What you need to do: Count the lines in the data below that contain the string "yellow". Give only the number.

## begin Data entries

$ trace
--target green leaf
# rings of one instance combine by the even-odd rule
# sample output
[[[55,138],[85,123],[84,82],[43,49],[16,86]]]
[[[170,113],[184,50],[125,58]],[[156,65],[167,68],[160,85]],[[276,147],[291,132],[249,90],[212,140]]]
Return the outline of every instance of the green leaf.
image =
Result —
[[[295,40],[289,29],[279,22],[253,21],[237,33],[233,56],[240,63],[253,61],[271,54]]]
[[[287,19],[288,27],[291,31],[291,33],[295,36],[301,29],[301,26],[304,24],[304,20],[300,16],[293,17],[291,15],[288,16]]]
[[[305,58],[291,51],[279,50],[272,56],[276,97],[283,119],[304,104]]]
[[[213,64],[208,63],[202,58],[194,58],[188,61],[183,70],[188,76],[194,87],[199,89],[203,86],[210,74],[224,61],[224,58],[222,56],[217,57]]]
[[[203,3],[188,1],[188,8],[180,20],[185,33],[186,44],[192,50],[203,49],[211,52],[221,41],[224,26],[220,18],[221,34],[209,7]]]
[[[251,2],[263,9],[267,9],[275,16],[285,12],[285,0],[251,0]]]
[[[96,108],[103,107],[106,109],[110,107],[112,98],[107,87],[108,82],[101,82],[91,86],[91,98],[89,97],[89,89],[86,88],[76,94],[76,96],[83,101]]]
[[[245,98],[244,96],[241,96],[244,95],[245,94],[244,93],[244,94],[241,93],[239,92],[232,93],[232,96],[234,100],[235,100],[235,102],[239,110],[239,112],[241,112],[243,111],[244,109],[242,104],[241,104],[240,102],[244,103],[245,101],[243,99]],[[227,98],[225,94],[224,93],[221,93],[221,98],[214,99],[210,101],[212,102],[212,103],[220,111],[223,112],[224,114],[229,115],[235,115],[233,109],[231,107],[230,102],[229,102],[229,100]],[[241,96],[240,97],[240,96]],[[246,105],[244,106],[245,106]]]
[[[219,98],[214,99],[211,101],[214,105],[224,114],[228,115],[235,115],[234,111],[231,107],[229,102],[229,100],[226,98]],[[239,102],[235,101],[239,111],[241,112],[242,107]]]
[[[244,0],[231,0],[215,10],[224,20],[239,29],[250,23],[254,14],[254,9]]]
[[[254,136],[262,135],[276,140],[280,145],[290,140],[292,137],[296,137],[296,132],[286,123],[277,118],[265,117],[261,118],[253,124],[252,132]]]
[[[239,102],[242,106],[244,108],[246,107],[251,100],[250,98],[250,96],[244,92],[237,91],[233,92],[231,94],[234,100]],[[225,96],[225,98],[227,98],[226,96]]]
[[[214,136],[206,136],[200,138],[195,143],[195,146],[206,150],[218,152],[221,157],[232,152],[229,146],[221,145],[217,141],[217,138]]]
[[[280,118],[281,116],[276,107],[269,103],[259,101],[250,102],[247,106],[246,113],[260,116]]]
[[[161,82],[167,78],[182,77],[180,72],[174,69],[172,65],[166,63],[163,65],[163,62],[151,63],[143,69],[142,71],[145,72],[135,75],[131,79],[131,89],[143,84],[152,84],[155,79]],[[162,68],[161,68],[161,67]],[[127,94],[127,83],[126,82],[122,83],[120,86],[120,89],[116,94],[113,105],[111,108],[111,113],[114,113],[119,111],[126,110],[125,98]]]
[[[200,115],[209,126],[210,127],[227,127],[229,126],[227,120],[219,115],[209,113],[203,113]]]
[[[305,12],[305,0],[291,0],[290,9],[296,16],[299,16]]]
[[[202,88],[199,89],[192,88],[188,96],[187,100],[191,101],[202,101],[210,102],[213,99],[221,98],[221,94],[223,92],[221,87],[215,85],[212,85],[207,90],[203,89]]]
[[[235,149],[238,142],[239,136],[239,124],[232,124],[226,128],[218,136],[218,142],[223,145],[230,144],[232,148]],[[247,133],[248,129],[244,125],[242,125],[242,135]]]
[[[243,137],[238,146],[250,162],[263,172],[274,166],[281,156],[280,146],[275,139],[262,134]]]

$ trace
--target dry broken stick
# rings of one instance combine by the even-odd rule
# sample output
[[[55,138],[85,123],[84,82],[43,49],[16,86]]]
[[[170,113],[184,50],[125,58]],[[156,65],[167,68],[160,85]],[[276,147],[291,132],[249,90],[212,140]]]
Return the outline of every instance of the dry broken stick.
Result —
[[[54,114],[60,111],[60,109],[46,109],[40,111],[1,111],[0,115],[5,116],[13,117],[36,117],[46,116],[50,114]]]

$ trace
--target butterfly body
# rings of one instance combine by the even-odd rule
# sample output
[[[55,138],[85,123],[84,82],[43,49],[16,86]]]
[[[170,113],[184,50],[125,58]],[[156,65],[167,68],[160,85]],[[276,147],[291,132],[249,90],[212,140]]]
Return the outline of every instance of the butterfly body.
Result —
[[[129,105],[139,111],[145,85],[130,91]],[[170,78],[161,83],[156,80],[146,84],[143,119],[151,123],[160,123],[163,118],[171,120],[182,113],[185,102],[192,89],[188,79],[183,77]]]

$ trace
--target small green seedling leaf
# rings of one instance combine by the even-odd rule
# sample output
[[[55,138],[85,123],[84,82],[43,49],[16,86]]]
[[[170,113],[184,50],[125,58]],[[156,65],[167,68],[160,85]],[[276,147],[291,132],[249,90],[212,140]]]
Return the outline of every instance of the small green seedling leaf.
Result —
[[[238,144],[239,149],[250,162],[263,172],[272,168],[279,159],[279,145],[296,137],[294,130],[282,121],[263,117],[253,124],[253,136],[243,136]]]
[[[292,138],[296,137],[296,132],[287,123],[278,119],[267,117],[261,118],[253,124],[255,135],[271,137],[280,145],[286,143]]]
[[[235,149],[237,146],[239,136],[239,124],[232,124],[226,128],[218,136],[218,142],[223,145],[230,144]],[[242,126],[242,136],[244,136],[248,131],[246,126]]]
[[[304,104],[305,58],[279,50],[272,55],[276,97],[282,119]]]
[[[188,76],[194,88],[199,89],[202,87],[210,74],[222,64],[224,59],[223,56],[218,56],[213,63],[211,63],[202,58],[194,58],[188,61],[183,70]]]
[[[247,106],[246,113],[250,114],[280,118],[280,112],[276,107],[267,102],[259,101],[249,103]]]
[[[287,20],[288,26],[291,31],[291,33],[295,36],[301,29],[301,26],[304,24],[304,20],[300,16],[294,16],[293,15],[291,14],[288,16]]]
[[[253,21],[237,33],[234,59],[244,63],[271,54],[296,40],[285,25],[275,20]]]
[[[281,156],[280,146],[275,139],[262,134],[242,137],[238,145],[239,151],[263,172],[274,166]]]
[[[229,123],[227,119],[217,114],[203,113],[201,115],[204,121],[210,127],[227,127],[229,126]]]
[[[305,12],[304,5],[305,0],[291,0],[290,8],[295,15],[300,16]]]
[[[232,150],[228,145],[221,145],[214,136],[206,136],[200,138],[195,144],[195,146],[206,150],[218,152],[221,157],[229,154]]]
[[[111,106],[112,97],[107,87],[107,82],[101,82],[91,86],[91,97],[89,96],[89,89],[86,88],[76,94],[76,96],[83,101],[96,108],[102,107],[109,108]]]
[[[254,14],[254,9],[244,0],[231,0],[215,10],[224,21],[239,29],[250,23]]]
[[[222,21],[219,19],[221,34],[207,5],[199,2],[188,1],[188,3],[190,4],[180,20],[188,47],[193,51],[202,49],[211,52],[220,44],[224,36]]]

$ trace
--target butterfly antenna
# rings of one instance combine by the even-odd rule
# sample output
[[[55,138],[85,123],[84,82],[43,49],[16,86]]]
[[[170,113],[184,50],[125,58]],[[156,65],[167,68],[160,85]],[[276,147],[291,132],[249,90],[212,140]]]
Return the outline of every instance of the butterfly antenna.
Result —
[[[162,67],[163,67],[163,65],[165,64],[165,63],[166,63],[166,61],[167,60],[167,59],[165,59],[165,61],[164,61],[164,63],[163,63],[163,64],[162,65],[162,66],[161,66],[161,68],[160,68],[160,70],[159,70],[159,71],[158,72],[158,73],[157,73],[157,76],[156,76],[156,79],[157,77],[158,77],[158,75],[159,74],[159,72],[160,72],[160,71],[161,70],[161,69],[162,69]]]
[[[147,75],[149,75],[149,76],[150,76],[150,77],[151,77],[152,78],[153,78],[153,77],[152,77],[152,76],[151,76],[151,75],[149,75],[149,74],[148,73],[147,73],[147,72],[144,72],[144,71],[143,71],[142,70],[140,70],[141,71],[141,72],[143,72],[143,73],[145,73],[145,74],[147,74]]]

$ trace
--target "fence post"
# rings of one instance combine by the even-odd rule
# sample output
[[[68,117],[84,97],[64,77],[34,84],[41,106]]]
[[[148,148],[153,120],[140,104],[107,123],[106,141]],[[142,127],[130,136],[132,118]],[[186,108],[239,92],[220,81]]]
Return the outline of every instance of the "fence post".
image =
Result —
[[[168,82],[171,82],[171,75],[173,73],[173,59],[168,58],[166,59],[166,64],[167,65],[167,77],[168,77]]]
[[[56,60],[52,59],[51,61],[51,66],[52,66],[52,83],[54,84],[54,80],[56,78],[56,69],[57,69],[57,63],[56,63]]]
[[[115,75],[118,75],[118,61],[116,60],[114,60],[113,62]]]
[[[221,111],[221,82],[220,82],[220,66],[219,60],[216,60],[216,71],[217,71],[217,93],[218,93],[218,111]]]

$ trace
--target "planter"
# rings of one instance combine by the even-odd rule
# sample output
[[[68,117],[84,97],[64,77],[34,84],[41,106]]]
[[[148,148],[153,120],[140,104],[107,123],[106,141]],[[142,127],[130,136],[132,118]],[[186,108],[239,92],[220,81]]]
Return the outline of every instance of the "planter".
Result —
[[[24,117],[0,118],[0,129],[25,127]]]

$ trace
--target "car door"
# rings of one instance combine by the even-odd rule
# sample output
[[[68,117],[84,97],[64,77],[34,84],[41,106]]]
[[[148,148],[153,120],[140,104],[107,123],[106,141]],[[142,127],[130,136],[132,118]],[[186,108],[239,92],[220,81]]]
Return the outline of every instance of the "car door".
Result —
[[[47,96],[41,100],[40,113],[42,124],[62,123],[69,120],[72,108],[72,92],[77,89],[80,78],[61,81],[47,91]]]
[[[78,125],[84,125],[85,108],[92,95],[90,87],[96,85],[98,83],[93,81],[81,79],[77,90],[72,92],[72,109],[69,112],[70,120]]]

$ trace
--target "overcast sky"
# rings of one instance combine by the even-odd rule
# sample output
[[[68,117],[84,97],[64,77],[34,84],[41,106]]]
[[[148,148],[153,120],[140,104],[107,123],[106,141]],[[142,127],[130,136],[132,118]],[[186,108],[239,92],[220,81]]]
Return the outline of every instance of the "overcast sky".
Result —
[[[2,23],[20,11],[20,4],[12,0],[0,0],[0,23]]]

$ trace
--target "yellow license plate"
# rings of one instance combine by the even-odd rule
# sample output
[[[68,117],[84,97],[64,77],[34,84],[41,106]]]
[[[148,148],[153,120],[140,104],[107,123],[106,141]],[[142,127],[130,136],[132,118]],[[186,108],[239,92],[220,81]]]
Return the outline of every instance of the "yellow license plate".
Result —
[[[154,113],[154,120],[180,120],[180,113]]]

## end Data entries

Full answer: 2